**AUFGABE 1**
Ändere in der Auflistung alles von der Zeile mit „of the snowbank“ bis hinunter zur Zeile mit „point(461, 207)“, indem du „modern building“ durch „office building“ ersetzt. Gib nur diese Zeilen aus, sonst unverändert.

**VORLIEGENDER TEXT**
'''
Schnäppchen-Gutachten?!?

  • Schluss mit der umständlichen JVEG-Abrechnung!

    Schluss mit überteuerten Gutachten!

    In der Zeitschrift meiner Hausbank habe ich ein interessantes Angebot für Rechtspfleger-Schnäppchenjäger gefunden:

    Professionelle Immobilienbewertungen für nur 99 €:
    Unsere Gebietsleiter kommen nach Terminsabsprache zu ihnen und prüfen Ihre Immobilie vom Keller bis zum Dachboden. So ergibt sich ein realistisches Bild. Akribisch wird alles notiert, was Ihre Immobilie ausmacht: Bodenrichtwerte werden recherchiert, die Erstellungskosten mit Grundstücks- und Gebäudedaten sowie Bewirtschaftung kosten ins Verhältnis gesetzt, Sachwerte werden dem Marktfaktor angepasst, Liegenschaftszinssätze ermittelt, Zeitwert und alters Wertminderung eingeschätzt usw. daraus wird der Marktwert Ihre Immobilie abgeleitet diese Service gibt's jetzt im Wonnemonat Mai für nur 99 €, statt marktüblich bis zu 250 €!

    Angesichts der Preise für ein "richtiges" Gutachten halte ich diese preise für ziemlich verwegen.

  • Moin,

    muss man solche Angebote kommentieren. Ich denke doch eher nicht. Solche Angebote und die daraus resultierenden Gutachten haben m.E. einen gewissen "Heizwert", mehr aber auch nicht.

    Nur mal so nebenbei. Ich habe so einen Kollegen unlängst mal abgemahnt (nicht wegen Verstoß nach HOAI, sondern auch wegen irreführender Berufsbezeichnung).

  • Die Verfahrensbeteiligten, die Bieter und das Landgericht würden mir ein solches "Gutachten" sicher zu Recht um die Ohren hauen. Insofern ist es keine wirkliche Alternative.

    Aber für Maklerauskünfte u.ä. gilt doch sicher nicht die HOAI? Könnte sich jemand, der ein solches Angebot macht, nicht darauf berufen, dass es kein Gutachten im eigentlichen Sinne ist?

  • Natürlich kann jeder eine „π x Daumen“ –Schätzung abgeben, wenn dieser „Wert“ jedoch schriftlich als „Verkehrwert“ oder mit einer damit identischen Bezeichnung (Marktwert) ausgegeben wird, muss die entsprechende Bewertungsleistung auch nach HOAI abgerechnet werden, egal ob diese in einem Gutachten mündet oder in anderer Form vorliegt. Abweichungen davon sind rechtswidrig, Werbung damit muss unterlassen werden.
'''
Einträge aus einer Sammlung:
'''
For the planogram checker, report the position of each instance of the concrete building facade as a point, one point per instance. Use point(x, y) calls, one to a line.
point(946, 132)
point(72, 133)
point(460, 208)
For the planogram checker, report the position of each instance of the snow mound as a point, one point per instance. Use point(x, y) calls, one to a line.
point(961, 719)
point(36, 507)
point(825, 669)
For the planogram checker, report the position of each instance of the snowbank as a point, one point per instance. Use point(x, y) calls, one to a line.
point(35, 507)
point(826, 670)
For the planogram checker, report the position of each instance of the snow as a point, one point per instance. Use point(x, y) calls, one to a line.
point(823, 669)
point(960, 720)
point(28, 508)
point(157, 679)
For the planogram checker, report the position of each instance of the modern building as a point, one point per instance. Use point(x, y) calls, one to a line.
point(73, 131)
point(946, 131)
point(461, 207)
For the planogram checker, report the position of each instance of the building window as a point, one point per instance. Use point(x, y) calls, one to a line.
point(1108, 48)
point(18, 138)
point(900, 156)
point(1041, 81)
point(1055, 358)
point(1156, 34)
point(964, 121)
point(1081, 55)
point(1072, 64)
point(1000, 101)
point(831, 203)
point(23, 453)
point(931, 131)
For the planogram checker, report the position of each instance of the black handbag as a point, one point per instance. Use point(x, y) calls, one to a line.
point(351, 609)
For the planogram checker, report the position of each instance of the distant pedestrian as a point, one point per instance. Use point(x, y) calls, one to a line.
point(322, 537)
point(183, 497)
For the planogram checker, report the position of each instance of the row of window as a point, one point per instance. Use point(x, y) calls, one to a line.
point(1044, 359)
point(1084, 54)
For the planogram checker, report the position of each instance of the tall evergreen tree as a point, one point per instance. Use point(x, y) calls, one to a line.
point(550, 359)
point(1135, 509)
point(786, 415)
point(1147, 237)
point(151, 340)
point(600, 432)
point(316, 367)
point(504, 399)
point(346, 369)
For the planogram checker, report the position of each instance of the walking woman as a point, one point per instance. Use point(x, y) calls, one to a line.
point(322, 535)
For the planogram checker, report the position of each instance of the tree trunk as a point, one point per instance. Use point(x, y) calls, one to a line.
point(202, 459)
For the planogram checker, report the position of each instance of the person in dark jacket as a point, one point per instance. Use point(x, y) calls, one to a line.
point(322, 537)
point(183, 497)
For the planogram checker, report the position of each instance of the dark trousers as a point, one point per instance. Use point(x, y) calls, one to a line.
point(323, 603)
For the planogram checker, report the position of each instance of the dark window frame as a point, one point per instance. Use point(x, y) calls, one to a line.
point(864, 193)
'''
**AUFGABE 2**
Setze die Diskussion über Immobiliengutachten zum Schnäppchenpreis nach ihrem letzten Satz fort.

**ERGEBNIS 1**
For the planogram checker, report the position of each instance of the snowbank as a point, one point per instance. Use point(x, y) calls, one to a line.
point(35, 507)
point(826, 670)
For the planogram checker, report the position of each instance of the snow as a point, one point per instance. Use point(x, y) calls, one to a line.
point(823, 669)
point(960, 720)
point(28, 508)
point(157, 679)
For the planogram checker, report the position of each instance of the office building as a point, one point per instance. Use point(x, y) calls, one to a line.
point(73, 131)
point(946, 131)
point(461, 207)

**ERGEBNIS 2**
    Das ergibt sich aus der Rechtssprechung des BGH, der die Leistungsbezogenheit der HOAI bestätigt: „Die Mindest- und Höchstsätze der HOAI sind auf natürliche und juristische Personen unter der Voraussetzung anwendbar, dass sie Architekten- und Ingenieuraufgaben erbringen, die in der HOAI beschrieben sind.“ (Urteil vom 22.05.1997 - VII ZR 290/95)


    Jeder Immobilienbesitzer bzw. –interessent sollte sich eigentlich bewusst sein, welches Risiko er mit der Übernahme grober Schätzwerte als Entscheidungsgrundlage eingeht. Tatsächlich ist es jedoch häufig anders. In der hiesigen Region werden oftmals auch von Maklern ohne ersichtlichen Grund Objekte zu billig angeboten bzw. zu niedrige Schätzwerte genannt. Ursache dafür könnte sein, dass eher Interesse an einem schnellen als einem möglichst hohen Umsatz besteht.


    In dem von Kai zitierten Inserat geht es den Anbietern mit Sicherheit auch nicht um eine qualifizierte Dienstleistung zu günstigen Preisen, sondern um das Ködern von verkaufswilligen Eigentümern z.B. zum Abschluss von Makleralleinaufträgen. Schade nur, dass sich auch Banken zum Handlanger solcher zweifelhafter Anbieter machen.

  • Ein weiterer Anbieter dieser Sorte ist immobilienwert24.de für schlappe 39 €.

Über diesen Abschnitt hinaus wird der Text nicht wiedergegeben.